── Brano del documento ──

Il processo che rende domestico un animale selvatico comporta sempre cambiamenti fisiologici che si possono realizzare, per effetto della selezione umana, anche nel giro di qualche generazione. Ciò avviene in quanto le popolazioni sottoposte a domesticazione si comportano come razze insulari separate dai progenitori continentali. La riorganizzazione genetica, guidata dall'uomo, determina cambiamenti evolutivi molto più rapidi di quelli che si osservano in popolazioni selvatiche, appartenenti ad un sistema continuo.
Altre specie, oltre a quella umana, esercitano la pratica dell'addomesticamento: il caso più conosciuto è quello di alcune formiche che attuano periodicamente delle razzie nei confronti di altri formicai, appropriandosi delle uova fecondate in essi custodite. Le nuove operaie che nasceranno da tali uova, inconsapevolmente, lavoreranno per i nuovi padroni appartenenti alla loro stessa specie (si tratta in tal caso di una forma di schiavismo, come nel genere Myrmecocystus) o a specie filogeneticamente vicine. Per quanto queste forme di allevamento possano essere diffuse tra varie specie animali, rimane accertato che è la specie umana quella che spinge maggiormente verso la più radicale domesticazione di molte forme viventi. Ma, se da una parte l'uomo estende ad intere comunità biologiche la sua capacità di condizionarne l'organizzazione e la possibilità di sopravvivenza anche come conseguenza delle perturbazioni ambientali da lui indotte, che hanno inciso profondamente sui paesaggi ecologici dell'intero pianeta, dall'altra, esercita su se stesso una parallela spinta verso un crescente assoggettamento a tecnologie complesse, frantumando le conoscenze e favorendo le culture specialistiche. Come la gallina ovaiola, grazie al ruolo che viene svolto dalle macchine incubatrici, ha potuto potenziare, per effetto della selezione umana, la vocazione a deporre uova, ma ha perso lo stimolo a covarle, così l'uomo, autoaddomesticatosi ad una società altamente tecnologica, migliora per certi aspetti la qualità della sua vita ma rischia di assoggettarsi ad un paesaggio tecnologico che diviene fortemente condizionante non solo per lui stesso ma per tutti gli organismi che vivono alla sua corte.
Recentemente una sonda spaziale ha attraversato l'atmosfera di Titano ed è forte l'attesa di conoscere quel mondo tanto diverso dal nostro, su cui il pianeta degli anelli proietta la sua incombente presenza. Ma, per quanto affascinante esso possa apparirci, non saprà riservarci i piaceri che solo la Terra ci distilla, se non altro perché l'abito "selvatico" di cui siamo ancora fatti ci è stato cucito addosso dalla selezione naturale nel corso di milioni di anni. Oggi esso è fatto di strappi e di qualche rattoppo. Se le generazioni future, a livello di villaggio globale, riusciranno a governare le sempre più complesse tecnologie in un quadro incondizionatamente rapportato ad una effettiva, completa e capillare condivisione democratica, allora selvatico e domestico potranno convivere, e si permetterà ai processi selettivi naturali di contribuire all'opera di ricucitura in maniera complementare e non contrapposta alle attività umane. In caso contrario i gelidi paesaggi di Titano alimenteranno la fantasia di coloro che vedono l'uomo esule in un paesaggio alieno.

───
── Dati forniti ──

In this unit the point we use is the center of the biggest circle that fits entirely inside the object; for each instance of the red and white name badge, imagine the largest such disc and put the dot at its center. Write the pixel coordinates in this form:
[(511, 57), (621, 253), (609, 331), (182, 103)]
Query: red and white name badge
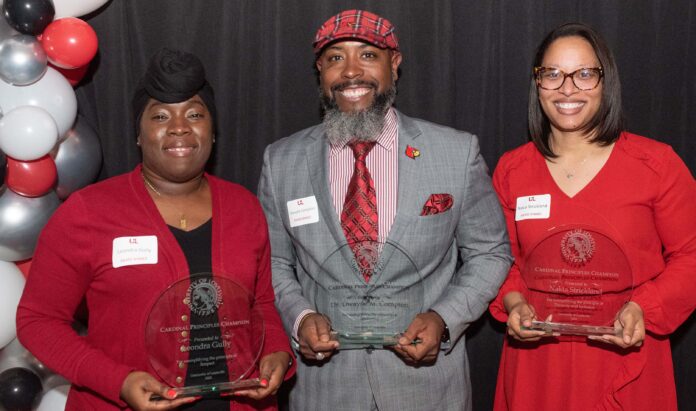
[(303, 211), (535, 206), (134, 251)]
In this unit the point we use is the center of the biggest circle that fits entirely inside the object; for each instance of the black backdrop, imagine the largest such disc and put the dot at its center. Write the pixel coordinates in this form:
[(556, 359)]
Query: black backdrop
[(466, 64)]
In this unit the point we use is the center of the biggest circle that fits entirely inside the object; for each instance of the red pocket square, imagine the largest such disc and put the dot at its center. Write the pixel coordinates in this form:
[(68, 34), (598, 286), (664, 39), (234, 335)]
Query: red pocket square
[(437, 203)]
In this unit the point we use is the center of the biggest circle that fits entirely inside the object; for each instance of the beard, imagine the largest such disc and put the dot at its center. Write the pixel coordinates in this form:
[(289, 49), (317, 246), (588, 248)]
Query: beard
[(362, 125)]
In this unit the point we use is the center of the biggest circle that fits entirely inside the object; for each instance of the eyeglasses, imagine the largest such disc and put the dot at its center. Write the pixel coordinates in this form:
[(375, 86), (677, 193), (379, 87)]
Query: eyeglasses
[(586, 78)]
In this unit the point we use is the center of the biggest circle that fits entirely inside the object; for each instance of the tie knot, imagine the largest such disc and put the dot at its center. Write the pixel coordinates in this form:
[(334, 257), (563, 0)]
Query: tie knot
[(361, 148)]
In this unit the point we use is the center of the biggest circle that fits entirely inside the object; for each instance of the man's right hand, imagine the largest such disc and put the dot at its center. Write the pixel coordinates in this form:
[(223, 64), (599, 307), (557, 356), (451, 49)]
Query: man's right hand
[(139, 386), (314, 335), (520, 317)]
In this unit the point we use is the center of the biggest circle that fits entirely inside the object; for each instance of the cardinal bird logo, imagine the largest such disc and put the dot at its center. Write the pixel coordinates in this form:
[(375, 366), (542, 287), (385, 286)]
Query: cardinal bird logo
[(412, 152)]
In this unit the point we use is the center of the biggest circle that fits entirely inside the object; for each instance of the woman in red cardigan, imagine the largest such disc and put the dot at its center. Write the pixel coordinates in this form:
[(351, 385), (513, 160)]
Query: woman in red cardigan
[(612, 209), (120, 243)]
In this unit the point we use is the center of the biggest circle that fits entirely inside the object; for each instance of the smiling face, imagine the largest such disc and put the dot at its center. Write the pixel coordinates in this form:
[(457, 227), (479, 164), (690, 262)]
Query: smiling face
[(570, 109), (176, 139), (353, 73)]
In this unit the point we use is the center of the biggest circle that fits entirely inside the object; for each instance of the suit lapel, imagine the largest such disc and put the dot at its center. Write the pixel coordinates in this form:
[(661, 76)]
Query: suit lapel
[(410, 174), (317, 163)]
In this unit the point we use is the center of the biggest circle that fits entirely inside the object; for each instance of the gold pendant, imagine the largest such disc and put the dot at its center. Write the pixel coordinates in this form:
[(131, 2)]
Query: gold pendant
[(182, 222)]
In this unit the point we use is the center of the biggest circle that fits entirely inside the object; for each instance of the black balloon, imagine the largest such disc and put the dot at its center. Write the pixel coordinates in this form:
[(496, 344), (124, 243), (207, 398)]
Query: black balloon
[(20, 389), (29, 16)]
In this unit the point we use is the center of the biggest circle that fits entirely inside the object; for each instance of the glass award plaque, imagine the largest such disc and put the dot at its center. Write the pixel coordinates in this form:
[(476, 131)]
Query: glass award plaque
[(204, 335), (370, 293), (581, 277)]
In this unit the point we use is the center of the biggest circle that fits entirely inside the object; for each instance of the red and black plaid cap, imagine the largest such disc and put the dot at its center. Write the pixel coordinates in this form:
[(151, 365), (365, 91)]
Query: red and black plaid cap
[(356, 24)]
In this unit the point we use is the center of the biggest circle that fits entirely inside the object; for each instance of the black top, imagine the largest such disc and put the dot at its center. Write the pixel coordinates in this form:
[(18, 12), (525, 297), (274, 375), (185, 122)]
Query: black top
[(196, 245)]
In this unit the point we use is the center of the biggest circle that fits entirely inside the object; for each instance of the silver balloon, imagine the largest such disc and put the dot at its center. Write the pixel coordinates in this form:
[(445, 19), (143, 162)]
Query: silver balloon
[(6, 30), (21, 221), (78, 159), (13, 355), (22, 60)]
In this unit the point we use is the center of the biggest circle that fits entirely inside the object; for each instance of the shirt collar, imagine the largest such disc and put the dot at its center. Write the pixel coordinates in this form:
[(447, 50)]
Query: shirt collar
[(386, 138)]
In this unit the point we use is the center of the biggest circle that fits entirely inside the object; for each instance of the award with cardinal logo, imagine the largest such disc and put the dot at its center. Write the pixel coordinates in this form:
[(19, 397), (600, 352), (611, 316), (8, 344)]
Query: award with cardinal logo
[(579, 276)]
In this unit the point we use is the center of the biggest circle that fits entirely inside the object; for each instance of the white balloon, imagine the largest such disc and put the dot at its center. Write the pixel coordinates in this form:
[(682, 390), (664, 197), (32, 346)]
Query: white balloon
[(27, 133), (21, 221), (11, 287), (52, 93), (54, 399), (75, 8), (13, 355)]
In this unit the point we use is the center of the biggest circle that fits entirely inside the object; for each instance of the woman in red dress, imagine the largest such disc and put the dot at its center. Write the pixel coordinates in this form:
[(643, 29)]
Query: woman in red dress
[(582, 169)]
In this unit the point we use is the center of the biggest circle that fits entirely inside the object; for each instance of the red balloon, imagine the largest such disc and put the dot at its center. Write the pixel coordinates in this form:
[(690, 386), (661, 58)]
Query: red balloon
[(31, 178), (74, 76), (69, 42)]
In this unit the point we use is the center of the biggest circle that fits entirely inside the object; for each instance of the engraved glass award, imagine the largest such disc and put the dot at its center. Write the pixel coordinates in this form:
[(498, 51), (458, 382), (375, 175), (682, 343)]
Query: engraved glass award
[(370, 292), (204, 335), (580, 276)]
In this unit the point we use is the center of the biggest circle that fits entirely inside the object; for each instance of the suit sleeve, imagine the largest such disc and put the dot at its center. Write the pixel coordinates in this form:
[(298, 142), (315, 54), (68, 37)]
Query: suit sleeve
[(484, 250), (289, 299), (60, 276), (668, 299)]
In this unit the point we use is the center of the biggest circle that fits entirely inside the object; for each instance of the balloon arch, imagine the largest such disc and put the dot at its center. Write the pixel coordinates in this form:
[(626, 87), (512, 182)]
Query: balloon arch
[(47, 152)]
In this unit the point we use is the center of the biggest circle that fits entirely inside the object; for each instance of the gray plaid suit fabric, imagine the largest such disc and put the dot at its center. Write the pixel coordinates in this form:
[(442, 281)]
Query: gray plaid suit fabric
[(463, 256)]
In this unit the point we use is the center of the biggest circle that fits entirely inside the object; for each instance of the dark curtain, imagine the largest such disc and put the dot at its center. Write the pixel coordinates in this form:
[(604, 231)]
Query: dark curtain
[(466, 64)]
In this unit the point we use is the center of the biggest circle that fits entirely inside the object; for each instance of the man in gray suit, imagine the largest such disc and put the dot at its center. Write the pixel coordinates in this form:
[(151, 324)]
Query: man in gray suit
[(421, 188)]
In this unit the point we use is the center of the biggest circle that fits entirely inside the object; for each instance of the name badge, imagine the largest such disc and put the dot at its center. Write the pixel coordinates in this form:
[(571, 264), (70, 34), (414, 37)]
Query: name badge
[(303, 211), (134, 251), (533, 207)]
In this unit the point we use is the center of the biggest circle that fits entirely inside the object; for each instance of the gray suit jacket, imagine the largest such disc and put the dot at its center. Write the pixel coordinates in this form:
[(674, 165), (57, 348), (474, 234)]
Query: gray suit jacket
[(462, 254)]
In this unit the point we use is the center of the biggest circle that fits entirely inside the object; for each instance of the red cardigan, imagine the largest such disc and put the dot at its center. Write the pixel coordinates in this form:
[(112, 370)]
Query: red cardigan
[(73, 260)]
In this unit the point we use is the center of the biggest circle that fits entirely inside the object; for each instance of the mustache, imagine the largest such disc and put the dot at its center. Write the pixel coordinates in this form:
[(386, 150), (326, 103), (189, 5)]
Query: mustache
[(353, 83)]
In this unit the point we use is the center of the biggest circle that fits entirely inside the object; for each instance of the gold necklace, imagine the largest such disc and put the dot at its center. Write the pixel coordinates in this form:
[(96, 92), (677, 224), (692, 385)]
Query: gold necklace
[(148, 183)]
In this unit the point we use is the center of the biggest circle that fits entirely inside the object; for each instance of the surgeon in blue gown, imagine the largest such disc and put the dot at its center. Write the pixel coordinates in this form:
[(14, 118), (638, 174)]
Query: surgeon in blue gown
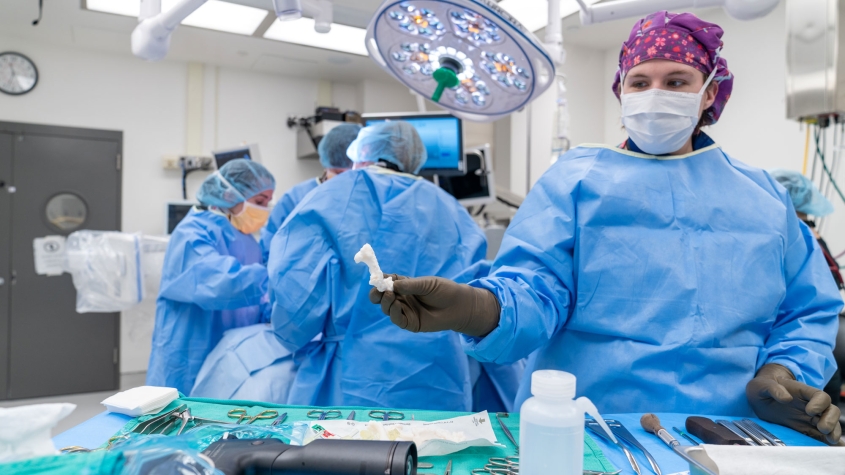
[(213, 277), (250, 363), (332, 151), (362, 359), (665, 274)]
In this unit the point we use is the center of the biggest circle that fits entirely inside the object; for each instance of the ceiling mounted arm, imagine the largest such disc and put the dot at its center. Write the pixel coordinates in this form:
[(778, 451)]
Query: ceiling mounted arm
[(619, 9), (151, 38)]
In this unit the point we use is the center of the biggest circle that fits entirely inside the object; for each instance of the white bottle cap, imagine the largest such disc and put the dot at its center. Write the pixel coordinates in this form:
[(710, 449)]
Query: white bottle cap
[(553, 383)]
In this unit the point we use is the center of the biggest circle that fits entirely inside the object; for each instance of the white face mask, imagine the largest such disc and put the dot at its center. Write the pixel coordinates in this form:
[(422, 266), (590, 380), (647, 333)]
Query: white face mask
[(661, 121)]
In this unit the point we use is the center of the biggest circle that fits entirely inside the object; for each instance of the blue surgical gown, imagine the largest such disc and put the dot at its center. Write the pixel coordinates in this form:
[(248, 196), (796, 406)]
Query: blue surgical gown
[(363, 359), (212, 281), (248, 364), (281, 211), (662, 284)]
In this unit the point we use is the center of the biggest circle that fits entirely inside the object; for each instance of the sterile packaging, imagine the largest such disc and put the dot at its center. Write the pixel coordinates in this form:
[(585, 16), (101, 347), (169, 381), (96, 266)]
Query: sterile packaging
[(432, 438), (25, 430), (114, 271), (141, 400)]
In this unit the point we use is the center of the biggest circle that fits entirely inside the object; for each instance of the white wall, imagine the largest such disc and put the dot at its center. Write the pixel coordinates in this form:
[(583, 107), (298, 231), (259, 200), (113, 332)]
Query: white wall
[(147, 102), (586, 90)]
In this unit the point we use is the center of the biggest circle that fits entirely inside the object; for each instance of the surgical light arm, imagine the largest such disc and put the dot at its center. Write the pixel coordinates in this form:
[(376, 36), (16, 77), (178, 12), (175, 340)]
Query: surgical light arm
[(739, 9), (151, 38)]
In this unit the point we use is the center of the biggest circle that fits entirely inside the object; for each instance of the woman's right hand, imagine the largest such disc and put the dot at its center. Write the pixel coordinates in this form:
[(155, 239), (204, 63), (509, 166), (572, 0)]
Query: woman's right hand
[(433, 304)]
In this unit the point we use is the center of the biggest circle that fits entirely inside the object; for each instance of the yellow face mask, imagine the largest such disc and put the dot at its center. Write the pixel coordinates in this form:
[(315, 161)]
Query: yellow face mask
[(251, 218)]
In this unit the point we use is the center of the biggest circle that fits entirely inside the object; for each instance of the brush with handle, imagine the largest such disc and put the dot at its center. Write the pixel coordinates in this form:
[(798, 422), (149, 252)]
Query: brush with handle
[(651, 423)]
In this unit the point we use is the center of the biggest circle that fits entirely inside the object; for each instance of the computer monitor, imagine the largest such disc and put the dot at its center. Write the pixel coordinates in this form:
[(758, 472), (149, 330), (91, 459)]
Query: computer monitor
[(175, 213), (478, 186), (249, 152), (442, 135)]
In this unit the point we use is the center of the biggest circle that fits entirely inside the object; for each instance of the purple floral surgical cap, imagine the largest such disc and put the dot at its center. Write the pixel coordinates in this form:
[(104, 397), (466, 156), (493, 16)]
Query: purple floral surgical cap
[(683, 38)]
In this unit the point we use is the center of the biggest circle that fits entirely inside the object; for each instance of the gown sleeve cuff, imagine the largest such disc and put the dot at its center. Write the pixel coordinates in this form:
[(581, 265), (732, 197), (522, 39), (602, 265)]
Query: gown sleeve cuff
[(490, 348)]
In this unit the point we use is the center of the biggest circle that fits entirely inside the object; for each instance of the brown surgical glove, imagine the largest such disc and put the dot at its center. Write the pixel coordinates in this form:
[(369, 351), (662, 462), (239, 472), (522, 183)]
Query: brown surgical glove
[(433, 304), (777, 397)]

───

Istruzioni di lavoro:
Stabilisci se ognuna delle seguenti affermazioni concorda con il brano sulla domesticazione. Rispondi sì o no e cita tra virgolette, senza modifiche, le parole del brano che lo decidono.
(a) Le popolazioni domesticate si comportano come razze insulari separate dai progenitori continentali.
(b) La gallina ovaiola ha conservato lo stimolo a covare le uova.
(c) La specie umana è l'unica che pratica l'addomesticamento.

Esercizio svolto:
(a) Sì: "le popolazioni sottoposte a domesticazione si comportano come razze insulari separate dai progenitori continentali"
(b) No: "ma ha perso lo stimolo a covarle"
(c) No: "Altre specie, oltre a quella umana, esercitano la pratica dell'addomesticamento"